**EXCERPT:**
# Sanitizing my hands



## Flem (Jan 13, 2011)

I am about ready to rack to secondary. I am supposed to squeeze out the grape skin bag prior to racking. What is the proper method of sanitizing my hands? B-Brite solution? K-meta solution or the gas given off? Rubber/plastic gloves (cleaned and sanitized with the preceding)?


Thanks!
Mike


----------



## Tom (Jan 13, 2011)

Most here keep K-meta in a spray bottle. Spray your hands.


----------



## Bartman (Jan 13, 2011)

Wash your hands well, and you'll be fine. There is a difference between sterile and sanitized - sterilize means (roughly) to destroy all germs and microorganisms, typically by boiling or irradiating. Unless you're at the CDC working with bioterrorism materials, you're not going to need a truly sterile room or environment. Sanitize means to get the germs down to a low enough concentration that they won't contaminate your wine - the alcohol does a pretty good job of killing whatever bits you don't kill or weaken by washing/disinfecting your hands and equipment.

Looking at in reverse, if the room and equipment was actually sterile, the yeast fermenting your juice (and you!) would be dead too!


----------



## AlFulchino (Jan 13, 2011)

after you are done when your hands are stained, rinse off w a kmeta spray immediately and you will reduce the stains on your hands esp the ones that get into calouses


----------



## jnmar (Jan 13, 2011)

I just this morning racked off my merlot to which I had added a bag of fresh frozen blackberries in the primary. I washed and dried my hands, slipped on a pair of new nitrile gloves, rinsed them off and then sprayed with K-meta solution, then patted dry with a paper towel. Sanitized? No. Reasonably clean? Yes...but the main advantage to me was when I was through squeezin I didn't have blackberry cuticles.


----------



## Runningwolf (Jan 13, 2011)

I keep hand sanitizer in the area for which I always use when handling anything wine related. When spraying my equipment before use I also spray my hands.


----------



## ibglowin (Jan 13, 2011)

What are those.......








Al Fulchino said:


> esp the ones that get into calouses


----------



## cpfan (Jan 13, 2011)

I use a large "china cap" that I bought at a restaurant supply store. (bottom picture here http://en.wikipedia.org/wiki/Chinoise)


It fits across the primary. I use a pair of tongs to pick up the bag and put it in the China Cap. Then I use the stirring spoon to squeeze the bag against the sides of the China Cap. Leave it sit a few minutes (or whatever it takes.


The China Cap is also effective if the skins aren't in a bag. I use a skimmer to scoop up the skins and put them in the China Cap.


Steve


----------



## tonyt (Jan 13, 2011)

I put on a pair of disposable glove (the ones without powder), wash hands with them on, spray hands with K-mata, squeeze like crazy. I do this daily while grape packs are in bucket. If the grape skins are loose in the bucket I squeeze the skins that float. 

BTW, whoever invented the spray bottle of K-meta should get the Nobel Prize for Wine making.


----------



## Waldo (Jan 16, 2011)

I use the disposable glove method myself. I caried it one step further though and got the purple, grape flavored ones from my Dentist


----------



## Randoneur (Jan 17, 2011)

Waldo said:


> I use the disposable glove method myself. I caried it one step further though and got the purple, grape flavored ones from my Dentist




I've never tasted mine, I suspect they taste like grape anyway


----------



## tonyt (Jan 17, 2011)

Waldo said:


> I use the disposable glove method myself. I caried it one step further though and got the purple, grape flavored ones from my Dentist



I didn't know that rubber (gloves) came flavored too.


----------

**DATA RECORDS:**
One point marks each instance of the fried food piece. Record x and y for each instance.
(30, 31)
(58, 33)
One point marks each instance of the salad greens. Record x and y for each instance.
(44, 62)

**GOAL 1:** In the hand-sanitizing thread, where did cpfan buy the large "china cap"?
**GOAL 2:** From the hand-sanitizing thread, reproduce word for word the passage that begins at the words "Wash your hands" and stops after the words "AlFulchino (Jan 13, 2011)".

**FULL OUTPUT 1:** At a restaurant supply store.

**FULL OUTPUT 2:**
Wash your hands well, and you'll be fine. There is a difference between sterile and sanitized - sterilize means (roughly) to destroy all germs and microorganisms, typically by boiling or irradiating. Unless you're at the CDC working with bioterrorism materials, you're not going to need a truly sterile room or environment. Sanitize means to get the germs down to a low enough concentration that they won't contaminate your wine - the alcohol does a pretty good job of killing whatever bits you don't kill or weaken by washing/disinfecting your hands and equipment.

Looking at in reverse, if the room and equipment was actually sterile, the yeast fermenting your juice (and you!) would be dead too!


----------



## AlFulchino (Jan 13, 2011)